> **PASSAGE SHOWN**:
● ● ● ● ● ● ●

I think so, I ran multiple iterations with same architecture and the 2 cases and they pretty much converged on the same val_loss

Shouldn’t classification have at least 2 outputs? If, that’s true then this change of mine is wrong: https://github.com/fastai/fastai/pull/654 and needs to be reverted. My intent was to check on the model-level whether the inputs and model are of the correct configuration to avoid all kinds of failures from pytorch. The check was:

if is_reg==False: assert out_sz >= 2, "arg is_reg==False (classification) requires out_sz>=2"

do you think it’ll still be a good validator if it’s adjusted to:

 if is_reg==False and is_multi==False: 
    assert out_sz >= 2, "arg is_reg==False/ is_multi==False (classification) requires out_sz>=2"

or whether we should allow any out_sz for perhaps there are other cases where it’s needed?

Also, do you have a working notebook that I could play with it to check those both combinations. Thank you.

I read your conversation with sgugger here and I think I’ll still stick to what I mentioned earlier as I tested it myself.

For out_sz =1, the loss would be BCE, the pytorch documentation here says

Shape:

    Input: (N,∗) where * means, any number of additional dimensions
    Target: (N,∗), same shape as the input
    Output: scalar. If reduce is False, then (N, *), same shape as input.

● ● ● ● ● ● ●

> **MATERIAL**:
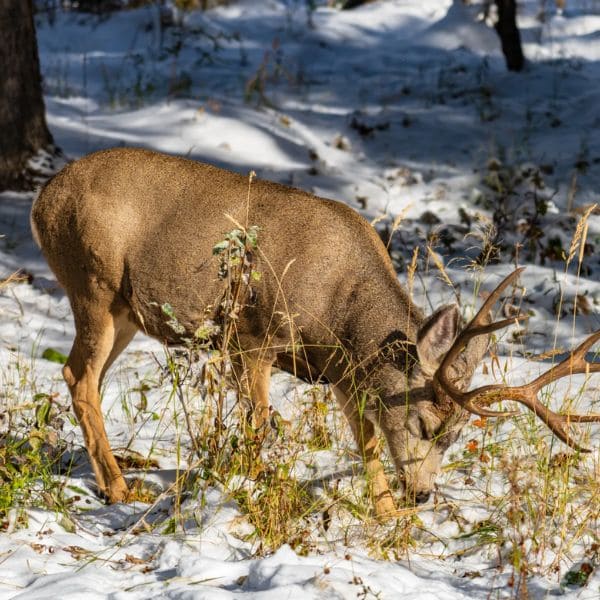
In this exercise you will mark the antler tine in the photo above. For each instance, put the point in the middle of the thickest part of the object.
(477, 326)
(476, 400)
(526, 395)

● ● ● ● ● ● ●

> **PROBLEMS AND TASKS**:
(1) Answer these questions using the fastai discussion above:
(a) What is the number of the linked pull request?
(b) Which loss would be used when out_sz is 1?
(c) According to the quoted documentation, what shape must the target have?
(2) Retype the part of the fastai discussion above from "I think so, I" up to and including "where it’s needed?".

> **SOLUTIONS FOR EACH TASK**:
(1)
(a) 654
(b) BCE
(c) (N,∗), the same shape as the input

(2)
I think so, I ran multiple iterations with same architecture and the 2 cases and they pretty much converged on the same val_loss

Shouldn’t classification have at least 2 outputs? If, that’s true then this change of mine is wrong: https://github.com/fastai/fastai/pull/654 and needs to be reverted. My intent was to check on the model-level whether the inputs and model are of the correct configuration to avoid all kinds of failures from pytorch. The check was:

if is_reg==False: assert out_sz >= 2, "arg is_reg==False (classification) requires out_sz>=2"

do you think it’ll still be a good validator if it’s adjusted to:

 if is_reg==False and is_multi==False: 
    assert out_sz >= 2, "arg is_reg==False/ is_multi==False (classification) requires out_sz>=2"

or whether we should allow any out_sz for perhaps there are other cases where it’s needed?